• [TEXTE À ANALYSER]:
Le Passe Muraille

Contes de la vie rêvée

Sur Le Contes des jours volés d’Anne-Lou Steininger,

par JLK

L’esprit u conte, et l’art qui en découle, sont assez chichement représentés dans la littérature romande, si l’on excepte les oeuvres de S. Corinna Bille et, plus récemment, de Jean-François Sonnay, ou celle de l’auteur plus effacé que fut Jean-Paul Pellaton, qui toucha cependant au réalisme magique avec d’étonnantes réussites, dans la filiation d’un Buzzati. Or c’est précisément à ce conteur crépusculaire qu’on songe en lisant Les Contes des jours volés d’Anne-Lou Steininger, autant, pour leur étrangeté cocasse et leur lyrisme plus ou moins délirant, qu’aux récits épars d’un Henri Michaux.

Données d'ancrage d'objets en langage naturel:
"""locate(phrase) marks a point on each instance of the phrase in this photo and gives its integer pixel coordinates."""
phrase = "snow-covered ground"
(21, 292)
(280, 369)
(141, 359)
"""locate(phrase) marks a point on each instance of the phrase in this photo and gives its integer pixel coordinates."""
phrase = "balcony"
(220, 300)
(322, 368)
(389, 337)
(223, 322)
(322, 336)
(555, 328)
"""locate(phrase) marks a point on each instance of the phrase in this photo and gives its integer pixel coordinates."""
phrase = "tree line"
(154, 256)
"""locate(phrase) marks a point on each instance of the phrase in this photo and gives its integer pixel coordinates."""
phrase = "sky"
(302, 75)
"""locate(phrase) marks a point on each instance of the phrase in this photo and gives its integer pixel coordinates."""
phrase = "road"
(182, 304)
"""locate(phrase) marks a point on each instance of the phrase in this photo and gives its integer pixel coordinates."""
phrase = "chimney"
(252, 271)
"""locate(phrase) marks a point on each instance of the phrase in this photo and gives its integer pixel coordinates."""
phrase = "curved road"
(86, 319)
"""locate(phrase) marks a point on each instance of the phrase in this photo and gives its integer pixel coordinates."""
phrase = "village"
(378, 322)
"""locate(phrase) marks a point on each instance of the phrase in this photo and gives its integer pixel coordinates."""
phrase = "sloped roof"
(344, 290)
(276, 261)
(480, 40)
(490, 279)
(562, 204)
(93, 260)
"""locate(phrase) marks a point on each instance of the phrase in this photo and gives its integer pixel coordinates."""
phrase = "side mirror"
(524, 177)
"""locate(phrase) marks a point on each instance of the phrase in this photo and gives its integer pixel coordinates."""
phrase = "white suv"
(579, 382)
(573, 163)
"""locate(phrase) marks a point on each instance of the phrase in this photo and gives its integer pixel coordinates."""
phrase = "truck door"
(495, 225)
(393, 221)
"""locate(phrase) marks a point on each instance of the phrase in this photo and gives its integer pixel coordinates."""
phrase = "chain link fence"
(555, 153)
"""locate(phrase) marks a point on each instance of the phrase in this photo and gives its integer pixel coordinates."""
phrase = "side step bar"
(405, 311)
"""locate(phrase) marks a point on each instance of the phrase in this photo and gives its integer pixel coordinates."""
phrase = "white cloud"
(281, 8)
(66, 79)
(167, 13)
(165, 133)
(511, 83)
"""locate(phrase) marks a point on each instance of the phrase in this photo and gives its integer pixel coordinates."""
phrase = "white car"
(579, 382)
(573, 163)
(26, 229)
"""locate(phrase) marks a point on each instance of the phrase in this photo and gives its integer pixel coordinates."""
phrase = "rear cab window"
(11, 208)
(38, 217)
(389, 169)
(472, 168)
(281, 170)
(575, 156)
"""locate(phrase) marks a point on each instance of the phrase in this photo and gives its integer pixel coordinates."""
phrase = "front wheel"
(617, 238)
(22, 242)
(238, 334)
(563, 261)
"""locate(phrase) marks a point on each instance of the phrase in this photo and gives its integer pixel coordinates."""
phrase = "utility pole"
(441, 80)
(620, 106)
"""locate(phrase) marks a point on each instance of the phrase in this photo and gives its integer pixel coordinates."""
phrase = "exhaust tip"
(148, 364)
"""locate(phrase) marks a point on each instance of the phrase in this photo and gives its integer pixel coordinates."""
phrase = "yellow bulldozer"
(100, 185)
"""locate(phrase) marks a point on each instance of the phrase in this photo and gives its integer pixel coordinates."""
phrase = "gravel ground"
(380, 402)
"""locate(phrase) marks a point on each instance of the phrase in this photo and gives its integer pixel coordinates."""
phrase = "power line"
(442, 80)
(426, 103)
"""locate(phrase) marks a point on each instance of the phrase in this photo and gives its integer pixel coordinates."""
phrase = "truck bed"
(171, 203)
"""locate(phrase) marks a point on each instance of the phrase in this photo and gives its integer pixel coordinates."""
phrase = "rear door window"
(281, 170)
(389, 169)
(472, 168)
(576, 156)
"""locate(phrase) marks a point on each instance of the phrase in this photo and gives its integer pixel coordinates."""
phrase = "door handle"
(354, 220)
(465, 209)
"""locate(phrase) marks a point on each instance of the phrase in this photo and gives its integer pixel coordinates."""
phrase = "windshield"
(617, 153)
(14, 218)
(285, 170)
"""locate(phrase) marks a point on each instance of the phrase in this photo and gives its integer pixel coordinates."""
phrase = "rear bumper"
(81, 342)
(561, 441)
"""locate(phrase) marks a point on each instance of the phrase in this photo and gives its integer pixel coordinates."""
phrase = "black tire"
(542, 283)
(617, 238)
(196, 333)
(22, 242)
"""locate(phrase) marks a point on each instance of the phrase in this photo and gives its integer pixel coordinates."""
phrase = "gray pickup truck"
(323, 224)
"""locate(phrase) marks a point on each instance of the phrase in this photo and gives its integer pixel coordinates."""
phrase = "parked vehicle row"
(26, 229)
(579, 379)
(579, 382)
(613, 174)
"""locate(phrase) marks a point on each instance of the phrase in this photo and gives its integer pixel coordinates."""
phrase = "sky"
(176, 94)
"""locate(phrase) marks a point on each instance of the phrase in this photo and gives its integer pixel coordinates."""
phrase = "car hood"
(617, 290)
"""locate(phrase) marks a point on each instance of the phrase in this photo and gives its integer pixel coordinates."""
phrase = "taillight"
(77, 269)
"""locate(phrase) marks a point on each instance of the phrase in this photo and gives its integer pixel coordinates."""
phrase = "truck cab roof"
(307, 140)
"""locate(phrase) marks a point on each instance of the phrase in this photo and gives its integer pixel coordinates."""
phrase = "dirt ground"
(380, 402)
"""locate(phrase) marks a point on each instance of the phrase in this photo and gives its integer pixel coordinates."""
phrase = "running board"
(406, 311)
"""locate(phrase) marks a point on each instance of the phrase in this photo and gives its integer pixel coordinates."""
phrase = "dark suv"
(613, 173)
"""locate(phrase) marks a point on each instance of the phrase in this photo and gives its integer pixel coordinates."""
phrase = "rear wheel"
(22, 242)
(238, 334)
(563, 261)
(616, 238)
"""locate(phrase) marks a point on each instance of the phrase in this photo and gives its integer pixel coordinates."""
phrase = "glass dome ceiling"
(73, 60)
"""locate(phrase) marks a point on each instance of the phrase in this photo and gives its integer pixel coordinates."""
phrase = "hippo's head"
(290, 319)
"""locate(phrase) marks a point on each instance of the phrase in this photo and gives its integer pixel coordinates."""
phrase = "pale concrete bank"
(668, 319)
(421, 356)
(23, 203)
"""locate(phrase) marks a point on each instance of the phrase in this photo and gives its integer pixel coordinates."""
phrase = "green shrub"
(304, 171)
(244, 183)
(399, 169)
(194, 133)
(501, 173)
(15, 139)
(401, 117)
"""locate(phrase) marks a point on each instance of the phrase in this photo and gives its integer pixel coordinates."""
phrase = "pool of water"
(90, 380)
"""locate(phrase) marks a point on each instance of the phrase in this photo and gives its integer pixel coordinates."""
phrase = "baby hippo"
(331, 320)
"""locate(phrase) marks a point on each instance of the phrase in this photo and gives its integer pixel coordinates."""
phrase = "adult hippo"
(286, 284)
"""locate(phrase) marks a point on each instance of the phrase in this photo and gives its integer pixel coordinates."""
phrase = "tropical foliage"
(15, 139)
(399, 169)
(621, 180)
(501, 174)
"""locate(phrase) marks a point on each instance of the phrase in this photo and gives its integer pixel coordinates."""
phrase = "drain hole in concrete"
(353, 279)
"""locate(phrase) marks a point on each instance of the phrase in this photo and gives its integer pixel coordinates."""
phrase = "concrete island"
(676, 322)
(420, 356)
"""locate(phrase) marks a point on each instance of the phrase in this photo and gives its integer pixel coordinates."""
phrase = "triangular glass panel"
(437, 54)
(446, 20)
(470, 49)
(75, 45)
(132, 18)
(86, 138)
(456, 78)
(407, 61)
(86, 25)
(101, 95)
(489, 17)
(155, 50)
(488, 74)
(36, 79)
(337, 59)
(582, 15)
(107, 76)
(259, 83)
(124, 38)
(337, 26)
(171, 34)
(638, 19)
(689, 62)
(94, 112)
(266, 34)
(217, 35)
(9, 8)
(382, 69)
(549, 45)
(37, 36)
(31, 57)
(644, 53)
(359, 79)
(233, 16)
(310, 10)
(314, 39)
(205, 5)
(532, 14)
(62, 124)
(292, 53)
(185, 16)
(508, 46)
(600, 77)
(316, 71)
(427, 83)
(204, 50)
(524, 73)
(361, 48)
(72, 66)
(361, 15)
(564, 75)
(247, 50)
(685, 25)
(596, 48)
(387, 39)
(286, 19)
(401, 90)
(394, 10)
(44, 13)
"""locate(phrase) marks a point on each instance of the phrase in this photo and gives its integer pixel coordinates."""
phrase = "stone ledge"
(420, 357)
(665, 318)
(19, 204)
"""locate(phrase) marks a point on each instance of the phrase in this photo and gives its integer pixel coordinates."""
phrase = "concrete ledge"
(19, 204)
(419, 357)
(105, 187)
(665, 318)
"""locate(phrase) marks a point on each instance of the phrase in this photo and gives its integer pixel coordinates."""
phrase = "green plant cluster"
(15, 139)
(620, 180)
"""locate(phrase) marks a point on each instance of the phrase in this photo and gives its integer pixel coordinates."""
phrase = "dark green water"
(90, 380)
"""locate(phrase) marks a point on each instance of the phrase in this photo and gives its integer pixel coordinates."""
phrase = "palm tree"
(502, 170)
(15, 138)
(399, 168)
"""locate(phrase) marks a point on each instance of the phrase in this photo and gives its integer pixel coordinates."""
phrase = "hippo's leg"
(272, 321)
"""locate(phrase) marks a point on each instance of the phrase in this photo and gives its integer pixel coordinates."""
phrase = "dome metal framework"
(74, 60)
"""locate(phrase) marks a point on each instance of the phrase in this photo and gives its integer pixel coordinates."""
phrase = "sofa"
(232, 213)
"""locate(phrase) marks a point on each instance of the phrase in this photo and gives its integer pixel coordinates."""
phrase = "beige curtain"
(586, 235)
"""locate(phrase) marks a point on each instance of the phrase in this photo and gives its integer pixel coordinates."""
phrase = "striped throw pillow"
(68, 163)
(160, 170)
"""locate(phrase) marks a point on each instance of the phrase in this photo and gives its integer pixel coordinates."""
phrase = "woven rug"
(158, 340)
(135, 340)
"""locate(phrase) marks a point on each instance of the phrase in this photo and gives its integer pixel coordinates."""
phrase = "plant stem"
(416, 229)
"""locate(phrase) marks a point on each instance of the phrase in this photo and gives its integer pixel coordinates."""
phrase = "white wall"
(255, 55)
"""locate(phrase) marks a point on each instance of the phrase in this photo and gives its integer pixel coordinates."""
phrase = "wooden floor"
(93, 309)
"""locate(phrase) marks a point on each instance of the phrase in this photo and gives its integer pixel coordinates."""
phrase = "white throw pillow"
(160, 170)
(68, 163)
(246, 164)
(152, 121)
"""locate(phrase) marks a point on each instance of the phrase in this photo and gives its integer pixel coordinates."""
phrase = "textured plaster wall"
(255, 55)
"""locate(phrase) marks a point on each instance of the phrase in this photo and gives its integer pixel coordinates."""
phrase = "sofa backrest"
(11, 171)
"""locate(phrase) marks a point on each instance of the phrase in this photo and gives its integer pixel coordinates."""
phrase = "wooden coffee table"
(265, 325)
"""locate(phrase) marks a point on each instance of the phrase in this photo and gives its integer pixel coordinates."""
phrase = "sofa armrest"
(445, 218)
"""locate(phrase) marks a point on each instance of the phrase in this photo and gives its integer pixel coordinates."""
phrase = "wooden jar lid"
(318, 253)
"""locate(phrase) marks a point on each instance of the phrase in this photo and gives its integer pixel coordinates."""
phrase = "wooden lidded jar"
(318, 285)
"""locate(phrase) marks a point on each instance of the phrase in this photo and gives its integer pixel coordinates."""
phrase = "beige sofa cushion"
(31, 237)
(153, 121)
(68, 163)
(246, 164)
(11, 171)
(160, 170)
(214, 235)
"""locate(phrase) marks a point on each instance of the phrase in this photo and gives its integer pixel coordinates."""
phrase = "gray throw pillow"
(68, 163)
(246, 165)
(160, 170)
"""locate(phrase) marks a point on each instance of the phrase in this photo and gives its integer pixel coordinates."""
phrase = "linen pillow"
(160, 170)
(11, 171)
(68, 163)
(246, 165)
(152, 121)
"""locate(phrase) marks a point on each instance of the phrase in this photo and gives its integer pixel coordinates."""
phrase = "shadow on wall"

• [SÉRIE D'EXERCICES]:
• A. D'après la critique des Contes des jours volés, quel auteur romand toucha au réalisme magique avec d'étonnantes réussites ?
• B. Réécrivez le passage de la critique des Contes des jours volés qui commence par « Le Passe Muraille » et se poursuit jusqu'à « d’un Henri Michaux. », en y remplaçant « cocasse » par « singulière ».
• C. Poursuivez la critique des Contes des jours volés à partir de l'endroit où elle s'arrête.

• [RÉPONSES]:
• A. Jean-Paul Pellaton.

• B.
Le Passe Muraille

Contes de la vie rêvée

Sur Le Contes des jours volés d’Anne-Lou Steininger,

par JLK

L’esprit u conte, et l’art qui en découle, sont assez chichement représentés dans la littérature romande, si l’on excepte les oeuvres de S. Corinna Bille et, plus récemment, de Jean-François Sonnay, ou celle de l’auteur plus effacé que fut Jean-Paul Pellaton, qui toucha cependant au réalisme magique avec d’étonnantes réussites, dans la filiation d’un Buzzati. Or c’est précisément à ce conteur crépusculaire qu’on songe en lisant Les Contes des jours volés d’Anne-Lou Steininger, autant, pour leur étrangeté singulière et leur lyrisme plus ou moins délirant, qu’aux récits épars d’un Henri Michaux.

• C.
Un premier contrat à contrainte, évoquant aussitôt le défi de Shéhérazade, oriente la suite de ces contes à multiples voix et tonalités, qui oscillent entre l’interrogation philosophique et la fugue poétique, l’évocation nostalgique (par exemple dans Le clin d’oeil du lièvre, qui figure la perte de la sauvagerie enfantine par le truchement d’une scène onirique d’une grande beauté) ou la charge symbolique grinçante (rappelant précisément Buzzati, Kafka ou Kadaré), dont la meilleure illustration est sans doute Le musée des mémoires humaines.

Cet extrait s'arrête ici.